[Start of Attachment]
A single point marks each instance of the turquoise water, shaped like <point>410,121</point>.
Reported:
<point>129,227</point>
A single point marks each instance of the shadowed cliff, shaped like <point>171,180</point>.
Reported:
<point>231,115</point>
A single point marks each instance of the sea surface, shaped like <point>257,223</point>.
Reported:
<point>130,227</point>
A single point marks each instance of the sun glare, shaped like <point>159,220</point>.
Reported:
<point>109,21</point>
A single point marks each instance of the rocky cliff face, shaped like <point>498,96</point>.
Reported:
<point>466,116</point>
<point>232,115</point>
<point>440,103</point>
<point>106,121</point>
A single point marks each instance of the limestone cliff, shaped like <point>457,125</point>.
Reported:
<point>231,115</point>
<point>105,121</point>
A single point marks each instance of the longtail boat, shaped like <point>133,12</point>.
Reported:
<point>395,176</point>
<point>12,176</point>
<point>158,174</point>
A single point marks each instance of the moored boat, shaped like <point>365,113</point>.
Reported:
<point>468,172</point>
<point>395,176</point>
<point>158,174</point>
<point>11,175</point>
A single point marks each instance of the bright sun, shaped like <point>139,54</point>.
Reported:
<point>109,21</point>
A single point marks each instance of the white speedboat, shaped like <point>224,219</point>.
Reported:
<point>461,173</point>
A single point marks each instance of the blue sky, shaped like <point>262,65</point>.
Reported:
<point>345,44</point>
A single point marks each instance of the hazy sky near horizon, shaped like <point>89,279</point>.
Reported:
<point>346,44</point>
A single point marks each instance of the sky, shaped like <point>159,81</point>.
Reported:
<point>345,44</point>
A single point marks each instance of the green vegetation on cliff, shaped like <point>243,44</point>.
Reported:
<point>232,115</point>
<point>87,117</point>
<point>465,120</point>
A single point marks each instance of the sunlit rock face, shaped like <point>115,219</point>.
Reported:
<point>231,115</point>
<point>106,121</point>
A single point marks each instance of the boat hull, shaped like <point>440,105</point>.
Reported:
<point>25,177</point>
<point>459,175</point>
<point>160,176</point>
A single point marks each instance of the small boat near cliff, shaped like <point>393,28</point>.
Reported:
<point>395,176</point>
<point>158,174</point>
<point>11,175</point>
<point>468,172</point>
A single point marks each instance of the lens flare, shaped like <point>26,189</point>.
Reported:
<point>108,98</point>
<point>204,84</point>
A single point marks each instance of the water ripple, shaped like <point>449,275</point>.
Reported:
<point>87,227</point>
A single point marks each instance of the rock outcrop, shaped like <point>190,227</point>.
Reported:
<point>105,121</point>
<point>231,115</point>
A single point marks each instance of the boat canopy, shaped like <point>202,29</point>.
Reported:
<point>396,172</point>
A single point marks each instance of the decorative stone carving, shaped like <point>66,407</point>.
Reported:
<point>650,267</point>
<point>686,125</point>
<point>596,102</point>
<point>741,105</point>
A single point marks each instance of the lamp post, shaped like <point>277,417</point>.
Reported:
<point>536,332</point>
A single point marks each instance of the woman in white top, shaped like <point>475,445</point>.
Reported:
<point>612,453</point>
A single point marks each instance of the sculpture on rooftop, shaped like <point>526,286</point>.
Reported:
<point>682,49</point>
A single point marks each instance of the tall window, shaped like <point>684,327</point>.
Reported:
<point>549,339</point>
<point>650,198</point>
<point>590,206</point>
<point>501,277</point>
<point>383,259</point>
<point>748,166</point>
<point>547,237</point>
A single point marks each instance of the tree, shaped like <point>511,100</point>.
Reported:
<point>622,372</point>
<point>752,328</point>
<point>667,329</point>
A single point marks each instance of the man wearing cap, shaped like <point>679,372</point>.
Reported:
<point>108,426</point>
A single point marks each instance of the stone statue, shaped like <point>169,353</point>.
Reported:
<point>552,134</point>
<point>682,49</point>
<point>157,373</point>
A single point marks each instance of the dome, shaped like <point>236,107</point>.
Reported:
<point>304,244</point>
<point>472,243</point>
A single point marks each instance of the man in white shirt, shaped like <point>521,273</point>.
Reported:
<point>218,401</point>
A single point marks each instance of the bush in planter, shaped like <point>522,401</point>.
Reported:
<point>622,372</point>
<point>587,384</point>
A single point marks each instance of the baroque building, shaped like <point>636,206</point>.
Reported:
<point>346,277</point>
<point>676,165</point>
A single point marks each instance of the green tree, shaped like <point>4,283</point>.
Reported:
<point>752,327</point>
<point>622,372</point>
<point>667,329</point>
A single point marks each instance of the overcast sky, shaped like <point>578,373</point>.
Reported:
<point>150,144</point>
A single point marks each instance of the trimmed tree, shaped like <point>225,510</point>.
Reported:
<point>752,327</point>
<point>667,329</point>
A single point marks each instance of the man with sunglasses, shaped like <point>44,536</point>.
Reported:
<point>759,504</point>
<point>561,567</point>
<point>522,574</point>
[End of Attachment]
PROMPT =>
Copy every entry exactly; no part may be left out.

RESULT OF THIS TASK =>
A single point marks each instance of the turquoise water, shaped like <point>410,121</point>.
Reported:
<point>129,227</point>
A single point marks each instance of the shadowed cliff, shaped like <point>171,180</point>.
Reported:
<point>231,115</point>
A single point marks each instance of the sea surface, shaped like <point>257,223</point>.
Reported:
<point>130,227</point>
A single point marks each instance of the sun glare, shaped like <point>159,220</point>.
Reported:
<point>109,21</point>
A single point marks each instance of the rocky cliff face, shaped like <point>498,96</point>.
Reported:
<point>466,116</point>
<point>232,115</point>
<point>440,103</point>
<point>106,121</point>
A single point marks each instance of the limestone cliff, shaped like <point>457,125</point>.
Reported:
<point>231,115</point>
<point>105,121</point>
A single point marks each instance of the longtail boat, shaped like <point>133,12</point>.
Reported:
<point>395,176</point>
<point>12,176</point>
<point>158,174</point>
A single point marks each instance of the moored boat, shaped like <point>365,113</point>.
Reported:
<point>468,172</point>
<point>395,176</point>
<point>158,174</point>
<point>11,175</point>
A single point marks each instance of the bright sun, shaped like <point>139,54</point>.
Reported:
<point>109,21</point>
A single point marks each instance of the white speedboat, shaped like <point>224,219</point>.
Reported:
<point>461,173</point>
A single point marks each instance of the blue sky, shaped like <point>262,65</point>.
Reported:
<point>345,44</point>
A single point marks each instance of the hazy sky near horizon, shaped like <point>89,279</point>.
Reported:
<point>346,44</point>
A single point marks each instance of the sky, shaped like <point>159,81</point>.
Reported:
<point>345,44</point>
A single point marks each instance of the green vegetation on cliff, shaped like <point>243,44</point>.
Reported:
<point>232,115</point>
<point>87,117</point>
<point>465,120</point>
A single point marks each instance of the sunlit rock face, shaped like <point>115,219</point>.
Reported:
<point>231,115</point>
<point>106,121</point>
A single point marks each instance of the boat hull, shaped like <point>440,105</point>.
Reported:
<point>25,177</point>
<point>459,175</point>
<point>160,176</point>
A single point marks each instance of the small boat near cliff, shaped like <point>393,28</point>.
Reported:
<point>395,176</point>
<point>158,174</point>
<point>11,175</point>
<point>468,172</point>
A single point marks each instance of the lens flare, shaped like <point>26,189</point>.
Reported:
<point>108,98</point>
<point>204,84</point>
A single point marks each instance of the water ripple, shaped like <point>449,275</point>.
Reported:
<point>87,227</point>
A single point marks each instance of the rock outcrop, shaped like <point>190,227</point>.
Reported:
<point>105,121</point>
<point>231,115</point>
A single point marks each instance of the boat canopy, shaped like <point>202,29</point>.
Reported:
<point>396,172</point>
A single point marks each instance of the decorative stone carving, shaped like <point>66,407</point>.
Reported:
<point>650,267</point>
<point>686,125</point>
<point>596,102</point>
<point>741,105</point>
A single point marks each instance of the lamp post, shaped like <point>277,417</point>.
Reported:
<point>536,332</point>
A single point marks each instance of the woman in white top, shaped like <point>475,445</point>.
Reported:
<point>612,453</point>
A single point marks each instance of the sculpture on rooftop, shaped like <point>526,286</point>.
Reported:
<point>682,49</point>
A single point marks each instance of the tall window, shaped like <point>684,327</point>.
Reported:
<point>549,339</point>
<point>650,198</point>
<point>590,206</point>
<point>501,277</point>
<point>383,259</point>
<point>748,166</point>
<point>547,237</point>
A single point marks each instance of the tree, shaped like <point>511,100</point>.
Reported:
<point>622,372</point>
<point>752,328</point>
<point>667,329</point>
A single point marks each instance of the man wearing cap, shaped like <point>679,372</point>.
Reported:
<point>108,426</point>
A single point marks each instance of the stone statue, shaped like <point>169,353</point>.
Reported:
<point>552,134</point>
<point>682,49</point>
<point>157,373</point>
A single point marks each instance of the dome, shaped like <point>236,107</point>.
Reported:
<point>304,244</point>
<point>472,243</point>
A single point marks each instance of the man in white shirt, shaped like <point>521,273</point>.
Reported:
<point>218,401</point>
A single point marks each instance of the bush in planter, shaped like <point>522,401</point>.
Reported:
<point>622,372</point>
<point>587,384</point>
A single point marks each instance of the baroque building, shaped like <point>636,206</point>.
Reported:
<point>346,277</point>
<point>676,165</point>
A single point marks each instance of the green tree, shaped like <point>4,283</point>.
Reported:
<point>752,327</point>
<point>622,372</point>
<point>667,329</point>
A single point marks each instance of the overcast sky, shaped like <point>578,373</point>.
Reported:
<point>150,144</point>
A single point marks each instance of the trimmed tree, shaped like <point>225,510</point>.
Reported:
<point>752,327</point>
<point>667,329</point>
A single point marks each instance of the man with sunglasses, shaped like <point>44,536</point>.
Reported:
<point>759,504</point>
<point>561,567</point>
<point>522,574</point>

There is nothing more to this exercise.